§ Prompt
Can you copy the lines of the listing between the line holding "of the **yellow" and the line holding "Query: **yellow machine frame**", inclusive, reproducing them exactly?

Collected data

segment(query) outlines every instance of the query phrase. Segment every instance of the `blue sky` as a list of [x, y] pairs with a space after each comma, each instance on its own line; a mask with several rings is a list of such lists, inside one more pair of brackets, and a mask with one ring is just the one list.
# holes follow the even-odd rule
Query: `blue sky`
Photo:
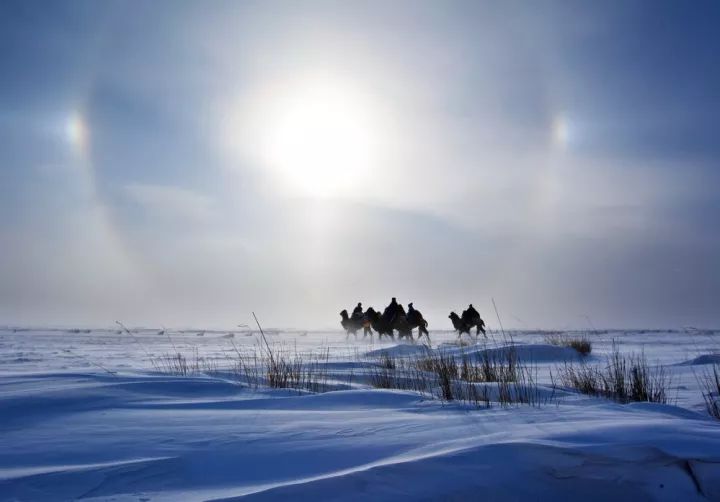
[[713, 2], [3, 2], [0, 320], [720, 323]]

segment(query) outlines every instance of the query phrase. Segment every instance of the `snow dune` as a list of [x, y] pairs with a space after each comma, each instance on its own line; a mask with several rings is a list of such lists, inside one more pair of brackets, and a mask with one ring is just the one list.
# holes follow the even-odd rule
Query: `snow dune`
[[[672, 366], [687, 407], [573, 394], [540, 407], [475, 409], [359, 378], [374, 357], [428, 350], [419, 345], [337, 342], [328, 367], [344, 390], [312, 394], [249, 388], [222, 371], [130, 371], [144, 350], [111, 333], [33, 336], [0, 332], [12, 352], [0, 357], [32, 346], [44, 358], [0, 368], [0, 500], [720, 500], [720, 426], [698, 412], [694, 380], [682, 380], [688, 367]], [[229, 343], [222, 333], [175, 336], [205, 354]], [[303, 350], [320, 336], [303, 337]], [[440, 338], [433, 351], [508, 350], [431, 336]], [[579, 357], [539, 337], [516, 341], [518, 358], [538, 363], [540, 377]], [[167, 350], [155, 334], [141, 343]], [[602, 354], [609, 338], [594, 343]], [[658, 346], [677, 352], [650, 354], [671, 365], [692, 359]]]

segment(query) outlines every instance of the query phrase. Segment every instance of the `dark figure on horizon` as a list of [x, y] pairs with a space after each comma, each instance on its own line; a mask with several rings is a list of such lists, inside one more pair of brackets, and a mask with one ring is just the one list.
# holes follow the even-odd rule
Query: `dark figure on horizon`
[[365, 317], [367, 317], [368, 321], [370, 322], [372, 329], [377, 331], [378, 338], [382, 338], [383, 335], [386, 335], [392, 339], [395, 339], [392, 325], [386, 322], [383, 319], [383, 316], [381, 316], [380, 313], [377, 312], [374, 308], [368, 308], [367, 312], [365, 312]]
[[470, 334], [470, 326], [468, 326], [459, 315], [455, 312], [450, 312], [448, 316], [453, 323], [453, 328], [458, 332], [458, 337], [462, 336], [463, 333]]
[[358, 302], [357, 306], [353, 309], [351, 319], [362, 319], [363, 318], [363, 311], [362, 311], [362, 303]]
[[411, 331], [414, 328], [418, 329], [418, 340], [420, 339], [420, 337], [422, 337], [422, 335], [425, 335], [425, 337], [428, 339], [428, 342], [430, 341], [430, 333], [428, 333], [427, 330], [427, 321], [422, 316], [422, 313], [419, 310], [415, 310], [412, 302], [408, 303], [407, 320], [408, 324], [410, 324]]
[[382, 313], [382, 322], [391, 330], [397, 330], [400, 338], [405, 336], [412, 339], [412, 330], [405, 309], [397, 302], [394, 296]]
[[399, 305], [397, 303], [397, 299], [393, 296], [392, 300], [390, 300], [390, 304], [385, 307], [385, 310], [383, 311], [383, 320], [392, 324], [398, 314], [398, 307]]
[[361, 316], [359, 319], [354, 317], [349, 317], [347, 310], [343, 309], [340, 312], [340, 324], [342, 325], [343, 329], [347, 333], [347, 336], [355, 335], [357, 338], [357, 332], [358, 330], [362, 329], [364, 336], [367, 336], [368, 334], [372, 337], [372, 331], [370, 330], [370, 322], [365, 321], [363, 316]]
[[480, 336], [480, 333], [482, 332], [483, 336], [487, 337], [485, 333], [485, 321], [482, 320], [482, 317], [480, 317], [480, 312], [475, 310], [475, 307], [472, 306], [472, 303], [468, 306], [467, 310], [463, 311], [462, 315], [460, 316], [460, 319], [463, 323], [465, 323], [468, 327], [468, 333], [470, 333], [470, 329], [475, 326], [475, 336]]

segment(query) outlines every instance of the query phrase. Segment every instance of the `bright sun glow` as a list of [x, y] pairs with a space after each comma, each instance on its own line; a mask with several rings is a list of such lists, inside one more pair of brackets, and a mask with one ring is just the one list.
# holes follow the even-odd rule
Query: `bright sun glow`
[[380, 153], [377, 106], [343, 81], [277, 89], [256, 107], [260, 162], [286, 187], [315, 197], [367, 189]]
[[65, 136], [73, 149], [84, 155], [88, 146], [88, 130], [82, 115], [75, 111], [65, 122]]

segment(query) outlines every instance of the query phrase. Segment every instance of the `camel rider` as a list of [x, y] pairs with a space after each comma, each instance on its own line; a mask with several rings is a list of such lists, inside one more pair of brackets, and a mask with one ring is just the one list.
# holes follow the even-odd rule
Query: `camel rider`
[[480, 319], [480, 312], [475, 310], [475, 307], [472, 306], [472, 303], [468, 305], [468, 309], [463, 312], [463, 321], [475, 323]]
[[408, 321], [412, 324], [414, 321], [416, 321], [417, 317], [417, 310], [415, 310], [415, 307], [412, 306], [412, 302], [408, 303], [408, 313], [407, 313]]
[[357, 307], [353, 309], [353, 319], [362, 319], [363, 317], [363, 311], [362, 311], [362, 303], [358, 302]]
[[383, 312], [383, 319], [386, 322], [392, 323], [398, 314], [398, 307], [399, 305], [397, 304], [397, 300], [393, 296], [393, 299], [390, 301], [390, 305], [385, 307], [385, 311]]

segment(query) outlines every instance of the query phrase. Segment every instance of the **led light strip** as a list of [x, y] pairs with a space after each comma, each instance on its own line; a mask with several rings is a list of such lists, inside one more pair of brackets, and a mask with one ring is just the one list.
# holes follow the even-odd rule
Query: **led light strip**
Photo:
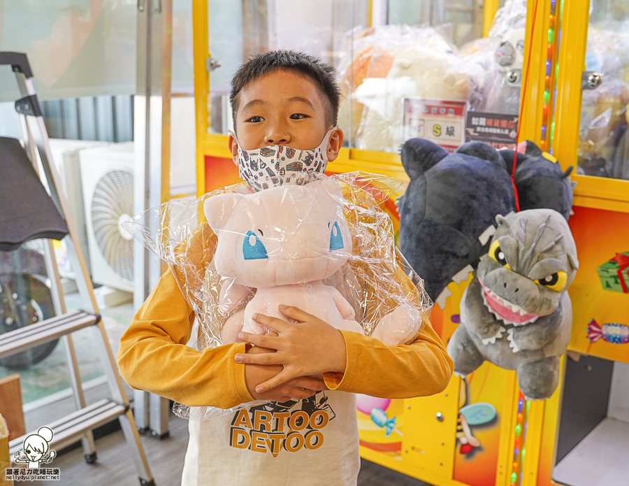
[[[563, 0], [559, 6], [558, 14], [561, 15], [561, 6], [563, 4]], [[553, 113], [551, 116], [551, 90], [554, 84], [554, 81], [557, 78], [559, 64], [556, 62], [557, 57], [556, 54], [559, 50], [559, 39], [556, 38], [557, 32], [557, 27], [561, 26], [561, 22], [557, 22], [557, 0], [551, 0], [550, 13], [549, 14], [549, 27], [548, 27], [548, 43], [546, 46], [546, 73], [544, 76], [544, 104], [542, 108], [542, 134], [540, 141], [540, 148], [547, 152], [551, 151], [552, 146], [553, 133], [554, 132], [554, 107], [556, 101], [556, 86], [553, 90], [552, 106]], [[559, 33], [561, 36], [561, 32]], [[557, 49], [555, 49], [556, 42]], [[553, 69], [553, 64], [555, 64], [555, 69]], [[550, 121], [551, 129], [549, 134], [548, 127]]]
[[[525, 400], [524, 394], [521, 391], [518, 399], [518, 415], [516, 421], [516, 436], [513, 447], [513, 464], [511, 471], [510, 486], [519, 486], [522, 481], [522, 466], [524, 464], [526, 429], [528, 417], [528, 401]], [[525, 407], [526, 403], [526, 407]]]

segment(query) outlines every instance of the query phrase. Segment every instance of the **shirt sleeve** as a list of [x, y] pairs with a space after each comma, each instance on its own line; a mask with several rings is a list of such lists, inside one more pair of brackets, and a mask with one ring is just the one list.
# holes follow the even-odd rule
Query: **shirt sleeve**
[[324, 373], [330, 389], [402, 399], [433, 395], [448, 385], [452, 359], [429, 323], [410, 344], [398, 346], [355, 332], [341, 334], [347, 355], [345, 371]]
[[160, 278], [120, 340], [118, 366], [131, 388], [187, 406], [229, 408], [252, 401], [245, 365], [234, 362], [244, 343], [197, 351], [186, 345], [194, 313], [171, 271]]

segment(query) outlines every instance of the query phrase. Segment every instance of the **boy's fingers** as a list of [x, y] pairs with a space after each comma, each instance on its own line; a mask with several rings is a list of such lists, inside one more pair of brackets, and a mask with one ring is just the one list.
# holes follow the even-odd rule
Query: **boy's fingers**
[[280, 306], [277, 308], [284, 315], [298, 322], [307, 322], [317, 318], [312, 314], [308, 314], [293, 306]]

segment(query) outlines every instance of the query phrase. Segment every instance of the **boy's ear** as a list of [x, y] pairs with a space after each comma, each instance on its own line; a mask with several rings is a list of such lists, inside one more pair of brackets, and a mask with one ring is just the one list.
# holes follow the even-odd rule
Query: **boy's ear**
[[243, 194], [217, 194], [205, 199], [203, 203], [203, 213], [208, 220], [208, 224], [215, 233], [223, 229], [243, 197]]
[[[330, 140], [328, 141], [327, 148], [328, 162], [331, 162], [338, 157], [338, 152], [340, 152], [341, 147], [343, 146], [343, 131], [340, 128], [337, 128], [330, 134]], [[236, 155], [238, 156], [238, 154]]]

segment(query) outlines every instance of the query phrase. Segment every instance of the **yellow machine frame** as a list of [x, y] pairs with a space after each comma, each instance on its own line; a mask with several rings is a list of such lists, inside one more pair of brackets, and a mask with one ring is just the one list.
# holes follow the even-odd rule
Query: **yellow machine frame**
[[[560, 1], [558, 0], [558, 3]], [[559, 63], [556, 83], [558, 90], [554, 115], [555, 125], [553, 149], [554, 156], [563, 169], [576, 166], [581, 113], [581, 71], [585, 59], [587, 38], [588, 1], [561, 1], [562, 45], [555, 59]], [[486, 0], [483, 32], [489, 32], [491, 20], [498, 9], [498, 0]], [[549, 15], [551, 0], [529, 0], [526, 23], [524, 57], [530, 52], [530, 64], [523, 78], [528, 78], [525, 108], [521, 113], [521, 140], [540, 140], [540, 127], [544, 86], [544, 64], [548, 43]], [[533, 16], [537, 6], [537, 17], [533, 30]], [[206, 0], [194, 0], [193, 27], [194, 36], [194, 87], [196, 106], [197, 184], [201, 195], [213, 189], [207, 186], [205, 157], [231, 159], [227, 150], [227, 137], [208, 133], [210, 126], [210, 80], [206, 60], [210, 57], [208, 45], [208, 12]], [[532, 35], [532, 36], [531, 36]], [[400, 156], [396, 154], [342, 149], [338, 158], [331, 163], [333, 172], [361, 170], [391, 176], [407, 182]], [[578, 185], [574, 192], [574, 205], [614, 213], [629, 213], [629, 181], [605, 179], [586, 176], [572, 176]], [[435, 308], [433, 323], [441, 329], [442, 338], [447, 339], [454, 331], [449, 322], [458, 313], [458, 303], [466, 283], [449, 286], [453, 295], [446, 308]], [[572, 294], [572, 291], [571, 291]], [[439, 322], [440, 321], [440, 324]], [[571, 343], [572, 348], [572, 343]], [[582, 352], [582, 350], [581, 350]], [[496, 471], [496, 486], [508, 486], [513, 472], [512, 455], [515, 437], [515, 415], [519, 389], [514, 372], [492, 367], [491, 373], [498, 377], [502, 387], [502, 406], [498, 413], [502, 417]], [[562, 364], [565, 368], [565, 362]], [[562, 376], [563, 376], [562, 373]], [[563, 395], [563, 378], [558, 390], [548, 400], [530, 403], [528, 415], [526, 458], [523, 462], [523, 486], [547, 486], [558, 484], [552, 480], [554, 450], [557, 441], [559, 415]], [[405, 432], [402, 438], [401, 457], [392, 457], [372, 449], [361, 447], [363, 457], [408, 476], [440, 486], [464, 486], [466, 483], [454, 479], [455, 434], [461, 380], [453, 378], [445, 392], [439, 395], [405, 400]], [[444, 420], [435, 420], [435, 411]], [[544, 448], [550, 454], [542, 452]]]

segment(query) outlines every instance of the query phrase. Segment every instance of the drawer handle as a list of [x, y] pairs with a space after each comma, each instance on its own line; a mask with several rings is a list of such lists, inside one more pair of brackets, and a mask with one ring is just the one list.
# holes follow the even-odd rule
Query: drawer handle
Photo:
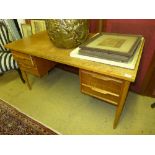
[[109, 77], [105, 77], [105, 76], [98, 76], [98, 75], [91, 75], [93, 78], [98, 78], [104, 81], [115, 81], [117, 83], [122, 83], [122, 81], [117, 80], [117, 79], [113, 79], [113, 78], [109, 78]]
[[119, 94], [115, 94], [115, 93], [112, 93], [112, 92], [109, 92], [109, 91], [105, 91], [105, 90], [102, 90], [102, 89], [99, 89], [99, 88], [95, 88], [95, 87], [92, 87], [92, 86], [89, 86], [89, 85], [86, 85], [84, 83], [82, 83], [83, 86], [86, 86], [86, 87], [89, 87], [90, 89], [92, 89], [93, 91], [96, 91], [96, 92], [99, 92], [99, 93], [102, 93], [102, 94], [109, 94], [109, 95], [112, 95], [112, 96], [116, 96], [116, 97], [119, 97]]
[[98, 79], [101, 79], [101, 80], [104, 80], [104, 81], [115, 81], [117, 83], [123, 83], [123, 81], [121, 81], [121, 80], [113, 79], [113, 78], [110, 78], [110, 77], [105, 77], [104, 75], [93, 74], [93, 73], [90, 73], [90, 72], [84, 71], [84, 70], [82, 70], [82, 73], [89, 74], [92, 78], [98, 78]]

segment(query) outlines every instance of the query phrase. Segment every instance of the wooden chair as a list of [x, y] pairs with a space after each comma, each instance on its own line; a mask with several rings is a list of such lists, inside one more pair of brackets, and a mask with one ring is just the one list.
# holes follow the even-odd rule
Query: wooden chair
[[0, 21], [0, 75], [14, 69], [18, 72], [22, 82], [25, 83], [17, 62], [13, 59], [11, 52], [4, 47], [10, 42], [7, 26]]

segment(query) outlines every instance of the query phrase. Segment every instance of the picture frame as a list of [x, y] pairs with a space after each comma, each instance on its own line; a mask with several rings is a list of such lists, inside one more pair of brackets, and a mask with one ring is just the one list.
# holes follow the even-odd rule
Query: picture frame
[[89, 51], [89, 53], [94, 51], [129, 57], [134, 54], [141, 38], [141, 35], [99, 33], [79, 47], [80, 51]]
[[30, 24], [21, 24], [22, 35], [24, 38], [32, 35], [32, 29]]
[[46, 24], [44, 20], [31, 20], [32, 34], [36, 34], [46, 30]]

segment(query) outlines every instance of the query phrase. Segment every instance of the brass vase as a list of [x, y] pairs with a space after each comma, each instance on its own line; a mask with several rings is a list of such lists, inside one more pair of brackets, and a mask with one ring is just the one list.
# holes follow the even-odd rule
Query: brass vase
[[45, 22], [50, 40], [60, 48], [77, 47], [89, 34], [85, 19], [47, 19]]

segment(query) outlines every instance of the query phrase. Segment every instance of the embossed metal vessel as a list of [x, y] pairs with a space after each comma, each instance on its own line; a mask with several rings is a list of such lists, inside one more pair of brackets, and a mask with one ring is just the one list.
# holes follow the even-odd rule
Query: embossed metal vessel
[[77, 47], [89, 34], [85, 19], [47, 19], [45, 22], [49, 38], [57, 47]]

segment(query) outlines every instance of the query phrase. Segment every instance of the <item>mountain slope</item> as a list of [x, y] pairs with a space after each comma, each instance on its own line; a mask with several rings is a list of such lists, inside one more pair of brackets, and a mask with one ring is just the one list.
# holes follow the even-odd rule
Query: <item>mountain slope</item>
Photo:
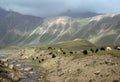
[[0, 46], [18, 44], [41, 23], [40, 17], [22, 15], [0, 8]]
[[3, 9], [0, 12], [0, 46], [46, 45], [75, 39], [96, 45], [120, 44], [120, 14], [42, 20]]
[[97, 45], [120, 42], [120, 15], [98, 15], [91, 18], [55, 17], [44, 20], [22, 43], [52, 44], [61, 41], [86, 39]]

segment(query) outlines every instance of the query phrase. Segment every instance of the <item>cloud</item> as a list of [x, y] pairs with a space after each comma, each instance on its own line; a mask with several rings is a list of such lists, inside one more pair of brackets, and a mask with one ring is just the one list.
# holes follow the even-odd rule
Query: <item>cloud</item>
[[68, 9], [120, 13], [119, 3], [120, 0], [0, 0], [3, 8], [42, 17], [56, 15]]

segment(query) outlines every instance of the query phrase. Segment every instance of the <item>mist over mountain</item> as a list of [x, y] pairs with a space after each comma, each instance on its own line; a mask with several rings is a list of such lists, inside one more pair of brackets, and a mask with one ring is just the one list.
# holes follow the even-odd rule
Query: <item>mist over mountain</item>
[[59, 16], [69, 16], [69, 17], [73, 17], [73, 18], [88, 18], [88, 17], [93, 17], [96, 15], [100, 15], [100, 14], [95, 13], [95, 12], [91, 12], [91, 11], [68, 10], [66, 12], [61, 13]]
[[76, 39], [85, 39], [96, 45], [120, 44], [119, 14], [87, 13], [79, 18], [69, 13], [71, 17], [42, 19], [0, 9], [0, 46], [46, 45]]
[[40, 25], [42, 20], [40, 17], [22, 15], [0, 8], [0, 46], [19, 42]]

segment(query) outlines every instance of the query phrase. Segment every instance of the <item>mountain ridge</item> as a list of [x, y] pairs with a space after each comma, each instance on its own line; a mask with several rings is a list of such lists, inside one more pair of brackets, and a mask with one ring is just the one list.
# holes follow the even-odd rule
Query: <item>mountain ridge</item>
[[120, 44], [120, 14], [89, 18], [58, 16], [43, 20], [15, 12], [7, 13], [0, 21], [0, 46], [46, 45], [77, 38], [96, 45]]

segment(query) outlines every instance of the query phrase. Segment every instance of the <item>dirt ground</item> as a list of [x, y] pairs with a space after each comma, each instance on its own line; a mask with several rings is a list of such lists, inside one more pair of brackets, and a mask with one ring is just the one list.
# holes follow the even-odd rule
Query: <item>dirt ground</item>
[[24, 62], [44, 70], [45, 81], [40, 82], [120, 82], [120, 57], [117, 55], [94, 54], [74, 58], [74, 55], [52, 57], [50, 52], [33, 48], [22, 50], [16, 56], [22, 54]]

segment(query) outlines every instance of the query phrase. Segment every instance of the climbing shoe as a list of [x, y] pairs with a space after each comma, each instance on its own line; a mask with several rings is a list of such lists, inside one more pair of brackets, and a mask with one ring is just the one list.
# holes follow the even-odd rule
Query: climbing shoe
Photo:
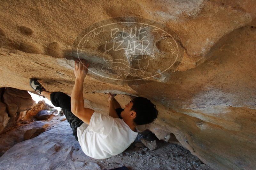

§ Written answer
segment(query) outlines every instance of the query phrase. Segment every instance of the **yellow machine frame** as a list of [x, y] pairs with a space after each comma, each instance on its own line; a mask with several rings is a list of such lists, inside one more pair of brackets, and a mask with one ring is just the one list.
# holes follow the even-odd rule
Query: **yellow machine frame**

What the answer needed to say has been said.